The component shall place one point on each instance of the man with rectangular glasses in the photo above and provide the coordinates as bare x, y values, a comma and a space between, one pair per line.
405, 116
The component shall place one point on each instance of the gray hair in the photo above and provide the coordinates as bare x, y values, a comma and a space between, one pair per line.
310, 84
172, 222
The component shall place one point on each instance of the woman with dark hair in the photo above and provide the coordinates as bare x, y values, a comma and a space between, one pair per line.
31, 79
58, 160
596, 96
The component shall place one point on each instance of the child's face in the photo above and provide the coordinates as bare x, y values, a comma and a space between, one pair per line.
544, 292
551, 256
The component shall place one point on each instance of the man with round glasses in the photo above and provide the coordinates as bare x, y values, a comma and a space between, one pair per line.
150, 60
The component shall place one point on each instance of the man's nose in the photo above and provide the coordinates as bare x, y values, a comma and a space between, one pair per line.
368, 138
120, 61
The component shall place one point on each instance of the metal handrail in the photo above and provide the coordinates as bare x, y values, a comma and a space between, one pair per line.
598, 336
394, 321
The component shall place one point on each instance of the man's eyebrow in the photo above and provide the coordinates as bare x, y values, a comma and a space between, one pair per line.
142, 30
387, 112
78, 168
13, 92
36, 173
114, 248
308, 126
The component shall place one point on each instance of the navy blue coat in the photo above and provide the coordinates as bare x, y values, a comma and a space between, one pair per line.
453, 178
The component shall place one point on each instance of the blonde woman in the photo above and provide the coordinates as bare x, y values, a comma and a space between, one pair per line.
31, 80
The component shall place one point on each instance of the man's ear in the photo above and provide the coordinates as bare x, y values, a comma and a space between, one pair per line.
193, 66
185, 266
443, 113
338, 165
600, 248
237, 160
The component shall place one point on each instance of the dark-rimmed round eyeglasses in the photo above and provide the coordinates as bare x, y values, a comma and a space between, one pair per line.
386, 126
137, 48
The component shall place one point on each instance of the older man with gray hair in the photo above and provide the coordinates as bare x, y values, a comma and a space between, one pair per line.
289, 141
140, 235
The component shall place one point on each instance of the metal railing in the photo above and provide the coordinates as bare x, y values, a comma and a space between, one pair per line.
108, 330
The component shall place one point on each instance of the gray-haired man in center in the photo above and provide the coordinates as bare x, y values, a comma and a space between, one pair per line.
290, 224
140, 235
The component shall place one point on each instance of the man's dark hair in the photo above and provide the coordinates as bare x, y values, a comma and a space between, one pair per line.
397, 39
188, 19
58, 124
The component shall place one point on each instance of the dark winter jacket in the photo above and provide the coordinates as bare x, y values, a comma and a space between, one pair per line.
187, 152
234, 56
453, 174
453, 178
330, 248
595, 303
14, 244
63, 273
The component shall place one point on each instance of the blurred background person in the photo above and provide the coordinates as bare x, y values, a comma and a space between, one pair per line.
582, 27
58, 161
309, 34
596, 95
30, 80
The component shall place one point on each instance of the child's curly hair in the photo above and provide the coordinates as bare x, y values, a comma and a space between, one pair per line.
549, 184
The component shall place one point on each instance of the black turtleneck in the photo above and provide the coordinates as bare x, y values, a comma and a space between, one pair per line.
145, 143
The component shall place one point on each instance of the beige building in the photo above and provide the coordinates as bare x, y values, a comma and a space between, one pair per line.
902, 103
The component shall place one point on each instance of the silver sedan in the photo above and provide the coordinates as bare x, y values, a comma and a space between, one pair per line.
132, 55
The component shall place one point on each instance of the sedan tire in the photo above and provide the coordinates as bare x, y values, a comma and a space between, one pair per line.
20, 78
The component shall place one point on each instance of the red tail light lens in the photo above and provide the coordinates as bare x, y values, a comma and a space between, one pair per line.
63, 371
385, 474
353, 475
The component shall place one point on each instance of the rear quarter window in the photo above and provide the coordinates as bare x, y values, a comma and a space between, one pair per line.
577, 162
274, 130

▶ **Task description**: Repeat the listing in full so that each line matches exactly.

▶ **Result of the task**:
The component shall place one point on each instance of the man with rectangular glasses in the photo above and provide the coordinates as bare x, y values, a comma and a space between, one pair per line.
405, 116
The component shall place one point on each instance of the gray hair in the photo above and provide the coordinates as bare x, y values, a comma and a space between, one pair per line.
310, 84
172, 222
The component shall place one point on each instance of the woman with dark hair in the photo above and provide the coordinates as bare x, y values, a comma and a space between, one pair per line.
31, 79
58, 160
596, 96
The component shall place one point on each instance of the child's face in the photo above and provide the coordinates as bare x, y values, a comma and a space between, one pair per line.
544, 292
551, 256
The component shall place one point on each instance of the man with round glasses in the photo above and provide the coordinates as bare x, y values, a comma and a space between, one pair per line.
150, 60
The component shall place one point on each instance of the man's nose in the photo above and provide the coordinates as bare x, y values, a comma and a space between, one pair per line.
368, 138
120, 61
The component shall place one point on each instance of the metal handrail in the photo above and provide the coordinates as bare x, y values, a comma and a space between, one pair per line.
598, 336
394, 321
The component shall place one point on each instance of the man's eyebrow in the photo above and provide the coordinates as bare x, y values, a comma and a space between, one pair per line.
142, 30
387, 112
78, 168
13, 92
36, 173
114, 248
308, 126
The component shall place one point on each instance of the navy blue coat in the photo above and provide the coordinates as bare x, y values, a comma and a space between, one pair per line.
453, 178
The component shall place one point on each instance of the blonde woman in the photo above and provide the coordinates as bare x, y values, a comma and a space between, one pair per line.
31, 80
The component shall place one point on each instance of the man's ear in the photo above and provide the coordinates as bare x, y values, a comma and a space between, one pair per line.
193, 66
185, 266
443, 113
338, 165
600, 248
237, 160
The component shall place one point on each instance of the dark-rimmed round eyeglasses in the photo above and provide the coordinates as bare x, y values, a comma and a space between, one pair per line.
386, 126
137, 48
The component shall place one point on each instance of the older man with gray hair in the photo above and provide the coordinates as bare x, y values, a comma and a space between, one pair per line.
289, 141
140, 235
The component shall place one point on each instance of the metal railing in the photo above and provide the coordinates as bare x, y values, a comma and a space between, one pair per line.
108, 330
The component shall place one point on each instance of the gray-haired man in center in the photo above and provide the coordinates as bare x, y values, a comma and a space between, one pair per line.
290, 224
140, 235
The component shall place one point on each instance of the man's dark hair in the photo above and provide the coordinates as bare x, y values, a comma and a space between, one pair per line.
397, 39
188, 19
58, 124
The component shall place one point on each instance of the dark winter jacket in the photo above and provide the coordinates as bare x, y values, a comma and a space between, one pair per line.
187, 152
234, 56
453, 174
453, 178
330, 248
595, 303
14, 244
63, 273
The component shall place one point on each instance of the blurred background person in the photo above and provide the coordinates as bare x, y values, a comma and a space between, one pair per line.
582, 27
58, 161
309, 34
596, 95
30, 80
The component shall place one point on each instance of the child's curly hair in the photo above and provide the coordinates as bare x, y values, a comma and a space between, one pair per line.
549, 184
The component shall place one point on each instance of the black turtleneck in the photo above and provide the coordinates as bare x, y values, a comma and a space between, one pair per line.
145, 143
The component shall place one point on each instance of the beige building in the photo above and provide the coordinates as bare x, y values, a comma and a space between, one pair per line.
902, 103
The component shall place one point on each instance of the silver sedan in the photo above and provide the coordinates as bare x, y values, a comma and a space between, one pair per line.
132, 55
The component shall place one point on each instance of the sedan tire in the photo above and provide the coordinates as bare x, y values, a comma and a space between, one pair per line.
20, 78
The component shall place one point on each instance of the red tail light lens in the photo above and provide the coordinates as bare x, y values, a comma and a space between, one pair per line.
63, 371
385, 474
353, 475
The component shall place one point on each instance of the rear quarter window in the photo above and provide the coordinates as bare x, y values, a comma and a space between, one pair per line.
577, 162
274, 130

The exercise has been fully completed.